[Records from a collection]

━━━━━━━━━━━━━━━━

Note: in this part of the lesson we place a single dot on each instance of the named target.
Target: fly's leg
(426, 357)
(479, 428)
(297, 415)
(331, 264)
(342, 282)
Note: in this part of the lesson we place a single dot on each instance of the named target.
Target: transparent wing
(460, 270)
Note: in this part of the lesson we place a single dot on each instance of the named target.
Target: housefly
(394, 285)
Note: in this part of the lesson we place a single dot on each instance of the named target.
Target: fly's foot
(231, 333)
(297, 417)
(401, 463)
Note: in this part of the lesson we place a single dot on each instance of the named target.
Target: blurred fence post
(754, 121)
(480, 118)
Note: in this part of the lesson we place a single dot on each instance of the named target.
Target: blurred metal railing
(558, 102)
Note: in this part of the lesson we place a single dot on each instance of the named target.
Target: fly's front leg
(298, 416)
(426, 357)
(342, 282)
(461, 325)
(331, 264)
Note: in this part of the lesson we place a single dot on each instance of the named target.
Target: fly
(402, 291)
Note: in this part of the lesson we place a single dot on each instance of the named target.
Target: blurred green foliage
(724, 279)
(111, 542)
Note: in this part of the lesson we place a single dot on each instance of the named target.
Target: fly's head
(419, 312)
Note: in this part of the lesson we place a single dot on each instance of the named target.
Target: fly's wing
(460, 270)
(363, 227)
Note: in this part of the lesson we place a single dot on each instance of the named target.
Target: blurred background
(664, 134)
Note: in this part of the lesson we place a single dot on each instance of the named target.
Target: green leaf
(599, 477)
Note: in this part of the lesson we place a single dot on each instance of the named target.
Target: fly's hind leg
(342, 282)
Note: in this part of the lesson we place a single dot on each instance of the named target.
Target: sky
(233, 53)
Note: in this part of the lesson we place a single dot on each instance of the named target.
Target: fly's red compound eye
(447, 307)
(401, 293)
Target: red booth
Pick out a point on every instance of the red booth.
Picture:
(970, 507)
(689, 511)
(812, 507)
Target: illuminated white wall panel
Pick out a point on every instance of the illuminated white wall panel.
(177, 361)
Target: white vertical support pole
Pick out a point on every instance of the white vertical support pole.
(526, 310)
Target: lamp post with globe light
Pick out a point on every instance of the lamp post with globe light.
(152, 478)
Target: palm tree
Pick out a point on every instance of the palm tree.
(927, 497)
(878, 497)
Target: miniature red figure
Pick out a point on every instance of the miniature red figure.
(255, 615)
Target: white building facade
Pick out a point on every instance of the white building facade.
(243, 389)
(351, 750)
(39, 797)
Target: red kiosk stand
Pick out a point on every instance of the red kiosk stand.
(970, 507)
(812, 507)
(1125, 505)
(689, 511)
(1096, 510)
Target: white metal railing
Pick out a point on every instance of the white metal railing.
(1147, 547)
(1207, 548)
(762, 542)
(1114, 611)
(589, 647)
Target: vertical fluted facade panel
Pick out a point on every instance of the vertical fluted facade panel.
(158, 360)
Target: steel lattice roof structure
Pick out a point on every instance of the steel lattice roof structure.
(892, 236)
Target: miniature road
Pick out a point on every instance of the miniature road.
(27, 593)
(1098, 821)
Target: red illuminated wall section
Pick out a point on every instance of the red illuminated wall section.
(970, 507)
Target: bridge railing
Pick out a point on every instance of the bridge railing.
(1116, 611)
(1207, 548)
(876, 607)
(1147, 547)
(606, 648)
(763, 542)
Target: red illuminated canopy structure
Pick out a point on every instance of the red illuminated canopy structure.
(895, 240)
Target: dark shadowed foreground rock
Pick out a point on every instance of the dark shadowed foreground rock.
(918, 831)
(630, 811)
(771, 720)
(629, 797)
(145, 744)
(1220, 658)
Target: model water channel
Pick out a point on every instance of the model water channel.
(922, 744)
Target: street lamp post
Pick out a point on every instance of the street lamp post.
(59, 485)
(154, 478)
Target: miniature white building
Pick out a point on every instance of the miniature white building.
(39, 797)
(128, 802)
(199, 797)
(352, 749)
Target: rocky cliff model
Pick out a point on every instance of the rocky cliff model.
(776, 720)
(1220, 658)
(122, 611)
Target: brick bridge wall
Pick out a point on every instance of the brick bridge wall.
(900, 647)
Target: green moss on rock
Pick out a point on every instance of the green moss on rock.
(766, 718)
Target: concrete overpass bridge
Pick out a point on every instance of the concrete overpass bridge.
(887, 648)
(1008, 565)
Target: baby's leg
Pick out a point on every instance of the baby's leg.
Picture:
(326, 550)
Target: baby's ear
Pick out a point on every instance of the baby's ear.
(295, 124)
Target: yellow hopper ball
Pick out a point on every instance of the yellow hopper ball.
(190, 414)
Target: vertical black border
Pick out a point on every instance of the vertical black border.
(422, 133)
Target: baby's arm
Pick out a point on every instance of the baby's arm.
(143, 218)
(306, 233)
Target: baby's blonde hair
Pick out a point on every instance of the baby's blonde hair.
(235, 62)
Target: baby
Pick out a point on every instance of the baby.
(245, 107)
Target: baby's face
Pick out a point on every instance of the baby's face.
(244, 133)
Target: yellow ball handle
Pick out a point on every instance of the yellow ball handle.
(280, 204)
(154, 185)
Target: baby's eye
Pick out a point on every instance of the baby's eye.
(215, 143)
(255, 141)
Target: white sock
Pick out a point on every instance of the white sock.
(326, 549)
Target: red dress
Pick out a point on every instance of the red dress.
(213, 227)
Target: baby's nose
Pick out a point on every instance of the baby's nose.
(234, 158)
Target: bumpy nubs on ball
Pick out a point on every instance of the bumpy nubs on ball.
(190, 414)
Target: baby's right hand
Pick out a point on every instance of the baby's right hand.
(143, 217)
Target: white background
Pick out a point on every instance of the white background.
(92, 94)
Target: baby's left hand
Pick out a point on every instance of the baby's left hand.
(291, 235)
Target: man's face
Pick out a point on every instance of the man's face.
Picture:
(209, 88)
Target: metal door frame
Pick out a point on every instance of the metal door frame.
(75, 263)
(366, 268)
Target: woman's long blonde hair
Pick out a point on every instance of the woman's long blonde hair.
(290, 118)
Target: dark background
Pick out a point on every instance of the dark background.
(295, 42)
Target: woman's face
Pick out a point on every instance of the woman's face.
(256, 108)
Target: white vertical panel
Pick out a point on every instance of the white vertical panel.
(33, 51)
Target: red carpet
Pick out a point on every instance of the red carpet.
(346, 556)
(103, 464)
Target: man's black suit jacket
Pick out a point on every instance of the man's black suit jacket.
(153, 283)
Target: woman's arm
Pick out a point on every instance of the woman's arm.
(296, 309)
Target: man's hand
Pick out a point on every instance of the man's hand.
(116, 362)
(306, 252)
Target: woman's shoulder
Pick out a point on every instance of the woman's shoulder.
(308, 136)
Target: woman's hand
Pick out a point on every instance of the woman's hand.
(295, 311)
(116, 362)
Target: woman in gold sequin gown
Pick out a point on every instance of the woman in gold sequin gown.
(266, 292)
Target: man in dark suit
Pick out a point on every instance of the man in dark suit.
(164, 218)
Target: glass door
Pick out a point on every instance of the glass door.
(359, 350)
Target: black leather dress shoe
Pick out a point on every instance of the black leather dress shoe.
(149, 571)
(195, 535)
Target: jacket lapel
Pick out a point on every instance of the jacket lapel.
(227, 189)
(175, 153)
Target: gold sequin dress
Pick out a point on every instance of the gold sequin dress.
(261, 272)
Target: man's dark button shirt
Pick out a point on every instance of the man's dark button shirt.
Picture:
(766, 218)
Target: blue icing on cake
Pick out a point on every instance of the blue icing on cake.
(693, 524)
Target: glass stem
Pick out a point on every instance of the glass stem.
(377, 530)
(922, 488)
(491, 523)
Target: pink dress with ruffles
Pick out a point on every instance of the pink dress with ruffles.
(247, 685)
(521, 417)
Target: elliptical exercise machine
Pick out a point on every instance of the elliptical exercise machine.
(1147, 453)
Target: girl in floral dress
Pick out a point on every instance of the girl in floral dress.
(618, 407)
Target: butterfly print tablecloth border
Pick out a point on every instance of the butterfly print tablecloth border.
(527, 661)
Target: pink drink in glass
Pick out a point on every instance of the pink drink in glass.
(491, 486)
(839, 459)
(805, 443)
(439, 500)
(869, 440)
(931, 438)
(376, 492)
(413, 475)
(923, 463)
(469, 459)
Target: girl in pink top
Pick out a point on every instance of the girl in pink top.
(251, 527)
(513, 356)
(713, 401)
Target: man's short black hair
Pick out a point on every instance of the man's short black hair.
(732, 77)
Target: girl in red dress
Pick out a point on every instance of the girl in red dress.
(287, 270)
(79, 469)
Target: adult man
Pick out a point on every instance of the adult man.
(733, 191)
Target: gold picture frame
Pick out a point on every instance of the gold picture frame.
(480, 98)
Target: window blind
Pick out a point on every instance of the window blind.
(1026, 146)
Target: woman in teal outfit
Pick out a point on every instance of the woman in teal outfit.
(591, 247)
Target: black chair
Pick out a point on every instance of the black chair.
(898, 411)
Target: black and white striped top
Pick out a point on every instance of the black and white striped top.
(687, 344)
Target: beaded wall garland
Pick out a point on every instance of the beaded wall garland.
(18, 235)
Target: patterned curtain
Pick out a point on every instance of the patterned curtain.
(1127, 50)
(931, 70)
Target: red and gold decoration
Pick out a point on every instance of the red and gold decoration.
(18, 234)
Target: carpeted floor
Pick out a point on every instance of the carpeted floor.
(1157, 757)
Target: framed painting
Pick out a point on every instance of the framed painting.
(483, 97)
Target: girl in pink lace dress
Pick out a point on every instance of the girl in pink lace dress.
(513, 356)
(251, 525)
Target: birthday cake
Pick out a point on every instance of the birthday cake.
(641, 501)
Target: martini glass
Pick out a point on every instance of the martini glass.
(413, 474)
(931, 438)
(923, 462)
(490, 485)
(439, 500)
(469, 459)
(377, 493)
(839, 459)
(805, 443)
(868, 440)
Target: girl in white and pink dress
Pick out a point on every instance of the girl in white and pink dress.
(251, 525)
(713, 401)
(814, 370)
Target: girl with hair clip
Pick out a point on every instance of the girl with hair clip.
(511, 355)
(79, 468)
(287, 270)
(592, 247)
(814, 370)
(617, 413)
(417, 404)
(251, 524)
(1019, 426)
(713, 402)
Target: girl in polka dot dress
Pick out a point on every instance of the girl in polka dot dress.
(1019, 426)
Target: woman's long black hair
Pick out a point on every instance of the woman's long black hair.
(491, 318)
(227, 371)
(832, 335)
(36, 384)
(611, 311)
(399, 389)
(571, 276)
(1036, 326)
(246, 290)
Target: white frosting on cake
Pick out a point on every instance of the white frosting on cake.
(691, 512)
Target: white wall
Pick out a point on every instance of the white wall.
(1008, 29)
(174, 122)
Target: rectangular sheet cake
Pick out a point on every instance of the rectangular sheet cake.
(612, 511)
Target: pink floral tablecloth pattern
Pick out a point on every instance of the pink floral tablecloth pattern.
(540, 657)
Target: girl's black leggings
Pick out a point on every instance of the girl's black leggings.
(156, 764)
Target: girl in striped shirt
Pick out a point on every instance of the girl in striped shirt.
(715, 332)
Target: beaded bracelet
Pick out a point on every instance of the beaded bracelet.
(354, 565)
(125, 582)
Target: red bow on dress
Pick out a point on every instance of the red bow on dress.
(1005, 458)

━━━━━━━━━━━━━━━━

■ Directions ■
Reproduce each line of the entries in which the word "button" is found.

■ Answer to this problem ■
Target: man's dark button shirt
Pick out a point on every instance of the man's dark button shirt.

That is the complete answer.